__TEXTAUSZUG__
______________________________
Hans Sahls berühmt gewordenes, noch nicht zwanzig Jahre altes Gedicht Die
Letzten fordert dazu auf, ihn und seine Zeitgenossen des Exils als »die
Zuständigen« und als »die Trödler des Unbegreiflichen« auszutragen: »Greift zu,
bedient euch. Wir sind die Letzten.« Die wenigen, die ihn 1973 beim Wort nahmen,
und die immer noch nicht vielen, die ihn heute besuchen, wurden und werden
Zeugen eines Rollentauschs. Der Autor wird zum Fragenden, der sich nach Wegen
und Auswegen erkundigt und seine Gesprächspartner nach Lösungen befragt. Seine
eigenen Erfahrungen und Antworten tragen Buch und Essay-Titel: Die Wenigen
und die Vielen, Gast in fremden Kulturen, Das Exil nach dem Exil,
Memoiren eines Moralisten, Exil im Exil.
______________________________
__DATENSÄTZE__

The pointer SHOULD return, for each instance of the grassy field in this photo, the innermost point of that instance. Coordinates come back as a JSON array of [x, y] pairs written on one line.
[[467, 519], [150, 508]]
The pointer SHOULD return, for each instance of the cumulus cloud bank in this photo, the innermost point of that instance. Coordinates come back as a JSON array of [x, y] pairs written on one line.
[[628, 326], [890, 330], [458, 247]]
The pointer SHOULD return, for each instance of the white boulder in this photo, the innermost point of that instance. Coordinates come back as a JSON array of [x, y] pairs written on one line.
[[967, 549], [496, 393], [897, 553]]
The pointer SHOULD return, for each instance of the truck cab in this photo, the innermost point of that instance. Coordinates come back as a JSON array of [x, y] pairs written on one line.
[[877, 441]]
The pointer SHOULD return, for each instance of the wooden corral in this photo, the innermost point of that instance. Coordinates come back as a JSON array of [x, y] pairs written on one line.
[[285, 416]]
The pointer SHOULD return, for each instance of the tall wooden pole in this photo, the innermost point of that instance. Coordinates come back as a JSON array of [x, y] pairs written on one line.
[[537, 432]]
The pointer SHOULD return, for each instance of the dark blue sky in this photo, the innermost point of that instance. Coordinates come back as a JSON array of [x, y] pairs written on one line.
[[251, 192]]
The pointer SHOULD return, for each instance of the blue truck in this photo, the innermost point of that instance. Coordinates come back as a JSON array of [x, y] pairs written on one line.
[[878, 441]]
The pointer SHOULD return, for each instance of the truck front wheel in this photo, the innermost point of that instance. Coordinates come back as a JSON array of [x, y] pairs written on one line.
______________________________
__AUFGABEN__
1. Beantworte anhand des Textauszugs über Hans Sahl:
(a) Wie heißt das Gedicht, das der Textauszug nennt?
(b) In welchem Jahr nahmen einige wenige Hans Sahl beim Wort?
(c) Wozu wird der Autor beim Rollentausch?
2. Führe den Textauszug über Hans Sahl nach seinem letzten Satz weiter.

__LÖSUNGEN__
1.
(a) Die Letzten
(b) 1973
(c) Zum Fragenden, der sich nach Wegen und Auswegen erkundigt und seine Gesprächspartner nach Lösungen befragt.

2.
Er sei Pessimist geworden, meint Sahl, und widerspricht sich doch auch, indem
er, kein bißchen müde, Kritik und Widerspruch sucht oder indem er selbst von
einer jungen Generation spricht, »mit der ich mich verstehe und die mich
versteht«. Aber Sahls Ton ist bitter und mischt sich mit Angriffslust. »Zu
spät«, antwortet der erst 1989 nach Deutschland zurückgekehrte Emigrant auf die
Bemerkung, daß in den letzten Jahren etwas wie eine Wiederentdeckung des
vergessenen Schriftstellers, Kritikers und Übersetzers Hans Sahl stattgefunden
habe; und wer nach den Gründen für die Isolation dieses Autors sucht, kommt
seiner Heiterkeit auf die Spur. »Zu spät« heißt auch die Schlußzeile seines
Gedichts Exil, in dem Sahl keine Fragen mehr beantwortet:

»Es ist so gar nichts mehr dazu zu sagen.
Der Staub verweht.
Ich habe meinen Kragen hochgeschlagen.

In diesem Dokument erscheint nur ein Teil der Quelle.